[Begin SUPPLIED DATA]

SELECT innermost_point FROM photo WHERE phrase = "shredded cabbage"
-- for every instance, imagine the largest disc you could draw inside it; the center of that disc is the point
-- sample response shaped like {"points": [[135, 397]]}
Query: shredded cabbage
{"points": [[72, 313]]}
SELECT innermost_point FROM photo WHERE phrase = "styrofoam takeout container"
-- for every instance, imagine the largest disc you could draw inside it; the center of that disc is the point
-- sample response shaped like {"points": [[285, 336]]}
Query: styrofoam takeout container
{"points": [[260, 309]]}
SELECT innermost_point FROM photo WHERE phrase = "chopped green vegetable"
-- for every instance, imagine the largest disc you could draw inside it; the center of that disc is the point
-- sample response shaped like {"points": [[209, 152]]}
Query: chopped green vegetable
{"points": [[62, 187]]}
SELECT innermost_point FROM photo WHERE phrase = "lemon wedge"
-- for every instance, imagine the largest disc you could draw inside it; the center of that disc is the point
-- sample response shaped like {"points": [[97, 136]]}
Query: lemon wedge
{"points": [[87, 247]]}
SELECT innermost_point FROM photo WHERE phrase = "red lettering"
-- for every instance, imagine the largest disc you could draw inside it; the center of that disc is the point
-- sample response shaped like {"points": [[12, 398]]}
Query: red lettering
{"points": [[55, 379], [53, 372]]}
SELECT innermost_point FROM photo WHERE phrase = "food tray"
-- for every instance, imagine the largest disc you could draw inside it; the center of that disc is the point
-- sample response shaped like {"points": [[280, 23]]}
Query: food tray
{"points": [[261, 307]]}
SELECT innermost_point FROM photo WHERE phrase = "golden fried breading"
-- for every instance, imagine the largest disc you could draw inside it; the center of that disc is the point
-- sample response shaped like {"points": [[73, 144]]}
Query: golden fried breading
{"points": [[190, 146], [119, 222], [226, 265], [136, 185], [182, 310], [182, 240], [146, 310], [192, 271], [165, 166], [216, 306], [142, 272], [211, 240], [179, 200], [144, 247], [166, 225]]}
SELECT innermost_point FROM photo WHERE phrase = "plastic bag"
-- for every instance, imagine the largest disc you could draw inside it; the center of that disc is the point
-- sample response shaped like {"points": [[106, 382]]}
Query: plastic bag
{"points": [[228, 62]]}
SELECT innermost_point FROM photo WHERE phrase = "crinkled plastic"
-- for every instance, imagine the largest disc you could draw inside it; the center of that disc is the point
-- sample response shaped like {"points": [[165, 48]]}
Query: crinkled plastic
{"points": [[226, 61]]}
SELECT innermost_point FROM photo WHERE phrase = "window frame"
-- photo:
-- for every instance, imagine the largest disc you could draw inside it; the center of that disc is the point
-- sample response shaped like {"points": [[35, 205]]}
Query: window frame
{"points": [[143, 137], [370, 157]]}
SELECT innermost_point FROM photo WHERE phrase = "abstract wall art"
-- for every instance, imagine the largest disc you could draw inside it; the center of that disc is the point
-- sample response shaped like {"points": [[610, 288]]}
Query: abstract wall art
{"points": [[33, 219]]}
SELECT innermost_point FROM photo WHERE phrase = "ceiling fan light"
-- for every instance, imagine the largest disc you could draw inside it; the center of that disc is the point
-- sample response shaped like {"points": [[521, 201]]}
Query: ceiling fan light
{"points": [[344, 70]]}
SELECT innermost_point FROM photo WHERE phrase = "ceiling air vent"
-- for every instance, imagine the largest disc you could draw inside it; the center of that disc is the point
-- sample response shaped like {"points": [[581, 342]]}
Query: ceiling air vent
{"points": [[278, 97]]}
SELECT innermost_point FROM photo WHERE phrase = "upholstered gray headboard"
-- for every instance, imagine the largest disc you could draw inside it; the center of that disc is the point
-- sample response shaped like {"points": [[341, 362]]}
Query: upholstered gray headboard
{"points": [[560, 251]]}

[End SUPPLIED DATA]

> _TASK TO CARRY OUT_:
Please find each line in the listing above that contains the word "cabbage" and copy those lines out.

> _RESPONSE TO THIS EXERCISE_:
SELECT innermost_point FROM photo WHERE phrase = "shredded cabbage"
Query: shredded cabbage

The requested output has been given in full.